## SHORT TASK
Repeat all of the items below word for word, keeping every line unchanged.

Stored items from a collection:
::::::::::
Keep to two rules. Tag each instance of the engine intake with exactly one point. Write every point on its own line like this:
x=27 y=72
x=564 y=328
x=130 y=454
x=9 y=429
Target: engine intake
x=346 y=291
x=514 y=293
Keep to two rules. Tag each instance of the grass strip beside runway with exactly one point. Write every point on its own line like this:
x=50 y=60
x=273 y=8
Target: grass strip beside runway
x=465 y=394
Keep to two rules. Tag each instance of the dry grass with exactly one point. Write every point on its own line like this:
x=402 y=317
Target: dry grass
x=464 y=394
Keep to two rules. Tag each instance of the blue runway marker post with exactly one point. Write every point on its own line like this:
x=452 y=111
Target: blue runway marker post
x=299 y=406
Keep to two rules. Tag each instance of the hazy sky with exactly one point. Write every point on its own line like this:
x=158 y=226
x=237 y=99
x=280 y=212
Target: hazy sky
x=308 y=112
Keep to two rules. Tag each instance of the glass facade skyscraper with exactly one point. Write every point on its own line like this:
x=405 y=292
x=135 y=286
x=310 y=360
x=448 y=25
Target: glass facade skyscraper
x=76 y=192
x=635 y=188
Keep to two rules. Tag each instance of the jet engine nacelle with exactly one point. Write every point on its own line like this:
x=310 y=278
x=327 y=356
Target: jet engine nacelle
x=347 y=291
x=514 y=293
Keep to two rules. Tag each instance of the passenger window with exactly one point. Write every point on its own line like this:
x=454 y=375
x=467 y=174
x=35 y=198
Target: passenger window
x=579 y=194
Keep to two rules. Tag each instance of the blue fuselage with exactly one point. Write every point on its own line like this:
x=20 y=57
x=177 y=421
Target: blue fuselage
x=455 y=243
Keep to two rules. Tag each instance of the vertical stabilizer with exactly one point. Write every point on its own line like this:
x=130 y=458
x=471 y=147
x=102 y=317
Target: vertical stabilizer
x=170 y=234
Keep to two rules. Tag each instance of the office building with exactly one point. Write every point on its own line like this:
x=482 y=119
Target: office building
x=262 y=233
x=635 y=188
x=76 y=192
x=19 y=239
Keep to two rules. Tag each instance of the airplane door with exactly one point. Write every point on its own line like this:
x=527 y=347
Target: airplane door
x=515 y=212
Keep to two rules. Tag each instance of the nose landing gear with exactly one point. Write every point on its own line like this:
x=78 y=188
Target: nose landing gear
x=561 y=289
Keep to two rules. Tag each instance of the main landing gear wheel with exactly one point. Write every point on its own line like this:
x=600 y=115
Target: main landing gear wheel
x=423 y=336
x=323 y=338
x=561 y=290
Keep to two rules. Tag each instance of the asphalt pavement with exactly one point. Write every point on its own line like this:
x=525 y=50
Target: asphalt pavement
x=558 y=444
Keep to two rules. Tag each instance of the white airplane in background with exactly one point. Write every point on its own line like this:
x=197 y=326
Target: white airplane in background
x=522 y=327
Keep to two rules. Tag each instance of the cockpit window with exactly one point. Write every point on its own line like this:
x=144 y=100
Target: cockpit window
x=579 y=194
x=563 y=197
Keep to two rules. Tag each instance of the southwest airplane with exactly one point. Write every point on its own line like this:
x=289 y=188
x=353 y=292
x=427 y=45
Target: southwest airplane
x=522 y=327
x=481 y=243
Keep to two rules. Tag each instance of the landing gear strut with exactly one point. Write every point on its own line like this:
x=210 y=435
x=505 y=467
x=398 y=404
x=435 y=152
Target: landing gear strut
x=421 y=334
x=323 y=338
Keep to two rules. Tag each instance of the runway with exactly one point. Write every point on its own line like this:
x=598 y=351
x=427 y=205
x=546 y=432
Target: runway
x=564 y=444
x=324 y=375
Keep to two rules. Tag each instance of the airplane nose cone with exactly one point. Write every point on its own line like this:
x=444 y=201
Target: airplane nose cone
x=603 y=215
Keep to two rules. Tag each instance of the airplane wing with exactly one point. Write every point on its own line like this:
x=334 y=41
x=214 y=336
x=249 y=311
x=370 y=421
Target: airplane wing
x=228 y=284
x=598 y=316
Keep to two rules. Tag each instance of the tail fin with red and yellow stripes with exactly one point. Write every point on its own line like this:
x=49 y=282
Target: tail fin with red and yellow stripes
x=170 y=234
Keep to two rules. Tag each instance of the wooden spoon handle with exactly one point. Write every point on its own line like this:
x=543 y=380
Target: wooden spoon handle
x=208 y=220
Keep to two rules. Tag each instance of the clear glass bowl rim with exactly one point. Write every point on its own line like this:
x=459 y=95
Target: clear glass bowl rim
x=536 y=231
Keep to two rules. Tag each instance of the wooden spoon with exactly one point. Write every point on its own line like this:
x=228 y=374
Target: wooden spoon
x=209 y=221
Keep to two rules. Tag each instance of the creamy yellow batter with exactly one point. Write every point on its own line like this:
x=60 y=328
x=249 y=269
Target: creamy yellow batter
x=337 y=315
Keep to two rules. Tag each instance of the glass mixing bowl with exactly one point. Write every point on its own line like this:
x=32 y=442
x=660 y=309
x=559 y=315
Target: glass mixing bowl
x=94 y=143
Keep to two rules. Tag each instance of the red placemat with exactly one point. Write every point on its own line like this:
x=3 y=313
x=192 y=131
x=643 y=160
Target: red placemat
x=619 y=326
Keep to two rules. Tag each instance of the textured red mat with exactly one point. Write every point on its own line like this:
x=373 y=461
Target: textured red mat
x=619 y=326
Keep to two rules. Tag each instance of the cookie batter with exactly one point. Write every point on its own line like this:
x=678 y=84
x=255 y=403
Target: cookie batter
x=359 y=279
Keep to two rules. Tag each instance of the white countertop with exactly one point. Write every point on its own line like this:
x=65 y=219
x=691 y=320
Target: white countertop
::::::::::
## FULL RESPONSE
Keep to two rules. Tag each instance of the engine intake with exactly one point. Write every point on its own line like this:
x=27 y=72
x=564 y=328
x=130 y=454
x=9 y=429
Target: engine intake
x=346 y=291
x=514 y=293
Keep to two rules. Tag each instance of the grass strip beside runway with exactly one point. Write every point on its own line like this:
x=50 y=60
x=273 y=8
Target: grass strip beside runway
x=465 y=394
Keep to two rules. Tag each instance of the dry grass with exactly one point. Write every point on its own line like this:
x=402 y=317
Target: dry grass
x=464 y=394
Keep to two rules. Tag each instance of the blue runway marker post with exactly one point. Write every point on its own line like this:
x=452 y=111
Target: blue runway marker post
x=299 y=406
Keep to two rules. Tag each instance of the hazy sky with exactly one point. Write every point on its own line like this:
x=158 y=226
x=237 y=99
x=280 y=212
Target: hazy sky
x=308 y=112
Keep to two rules. Tag each instance of the glass facade skyscraper with exactly one point. Write every point on its own line like this:
x=405 y=292
x=135 y=286
x=310 y=360
x=448 y=25
Target: glass facade skyscraper
x=76 y=192
x=635 y=188
Keep to two rules. Tag each instance of the jet engine nacelle with exactly one point. Write every point on its own line like this:
x=310 y=278
x=327 y=356
Target: jet engine nacelle
x=347 y=291
x=514 y=293
Keep to two rules. Tag each instance of the passenger window with exactly one point. Write every point on its own line like this:
x=454 y=375
x=467 y=174
x=35 y=198
Target: passenger window
x=579 y=194
Keep to two rules. Tag each instance of the blue fuselage with exactly one point. Write every point on its own line like this:
x=20 y=57
x=177 y=421
Target: blue fuselage
x=455 y=243
Keep to two rules. Tag each instance of the vertical stabilizer with exactly one point. Write every point on its own line like this:
x=130 y=458
x=471 y=147
x=102 y=317
Target: vertical stabilizer
x=170 y=234
Keep to two rules. Tag each instance of the office building with exactly one point. Write every point on its own line like this:
x=482 y=119
Target: office building
x=262 y=233
x=635 y=188
x=76 y=192
x=19 y=239
Keep to two rules. Tag each instance of the airplane door with exactly one point. Write every point on its own line like this:
x=527 y=347
Target: airplane door
x=515 y=212
Keep to two rules. Tag each instance of the nose landing gear with exactly one point. Write every point on its own line like this:
x=78 y=188
Target: nose landing gear
x=561 y=289
Keep to two rules. Tag each instance of the main landing gear wheel with exactly one point. Write every point on its own line like this:
x=600 y=115
Target: main landing gear wheel
x=423 y=336
x=323 y=338
x=561 y=290
Keep to two rules. Tag each instance of the asphalt pavement with exactly one point. Write every point on its own line like this:
x=525 y=50
Target: asphalt pavement
x=558 y=444
Keep to two rules. Tag each instance of the white airplane in background with exactly one point. Write every point on its own line like this:
x=197 y=326
Target: white airplane in background
x=522 y=327
Keep to two rules. Tag each instance of the cockpit window with exactly one point. Write every point on its own line like this:
x=144 y=100
Target: cockpit window
x=579 y=194
x=563 y=197
Keep to two rules. Tag each instance of the southwest airplane with exactly one point. Write every point on its own line like this:
x=289 y=188
x=353 y=292
x=427 y=45
Target: southwest airplane
x=522 y=327
x=481 y=243
Keep to two rules. Tag each instance of the landing gear strut with exactly one point. Write every point on its own line like this:
x=210 y=435
x=505 y=467
x=398 y=404
x=435 y=152
Target: landing gear strut
x=421 y=334
x=323 y=338
Keep to two rules. Tag each instance of the runway with exactly one point. Write every point on its own line like this:
x=598 y=351
x=427 y=205
x=546 y=432
Target: runway
x=564 y=444
x=324 y=375
Keep to two rules. Tag each instance of the airplane nose cone with exactly one point. Write every point on its own line like this:
x=444 y=201
Target: airplane nose cone
x=603 y=215
Keep to two rules. Tag each instance of the airplane wing with exactly one point. Write every point on its own line like this:
x=334 y=41
x=214 y=336
x=249 y=311
x=370 y=421
Target: airplane wing
x=228 y=284
x=598 y=316
Keep to two rules. Tag each instance of the tail fin with red and yellow stripes with exactly one point. Write every point on its own line like this:
x=49 y=282
Target: tail fin with red and yellow stripes
x=170 y=234
Keep to two rules. Tag each instance of the wooden spoon handle with exactly one point. Write every point on its own line like this:
x=543 y=380
Target: wooden spoon handle
x=208 y=220
Keep to two rules. Tag each instance of the clear glass bowl rim with exactly one point. Write every point on its own line like this:
x=459 y=95
Target: clear glass bowl rim
x=536 y=231
Keep to two rules. Tag each instance of the wooden spoon with exactly one point. Write every point on its own line like this:
x=228 y=374
Target: wooden spoon
x=209 y=221
Keep to two rules. Tag each instance of the creamy yellow batter with exactly one point. Write every point on its own line like this:
x=60 y=328
x=249 y=269
Target: creamy yellow batter
x=337 y=315
Keep to two rules. Tag each instance of the glass mixing bowl with exactly one point. Write every point on its own line like this:
x=32 y=442
x=660 y=309
x=559 y=315
Target: glass mixing bowl
x=94 y=143
Keep to two rules. Tag each instance of the red placemat with exactly one point. Write every point on its own line like this:
x=3 y=313
x=192 y=131
x=643 y=160
Target: red placemat
x=619 y=326
Keep to two rules. Tag each instance of the textured red mat with exactly one point. Write every point on its own line like this:
x=373 y=461
Target: textured red mat
x=619 y=326
Keep to two rules. Tag each instance of the cookie batter with exactly one point. Write every point on its own line like this:
x=678 y=84
x=255 y=403
Target: cookie batter
x=359 y=279
Keep to two rules. Tag each instance of the white countertop with exactly one point. Write every point on its own line like this:
x=65 y=219
x=691 y=320
Target: white countertop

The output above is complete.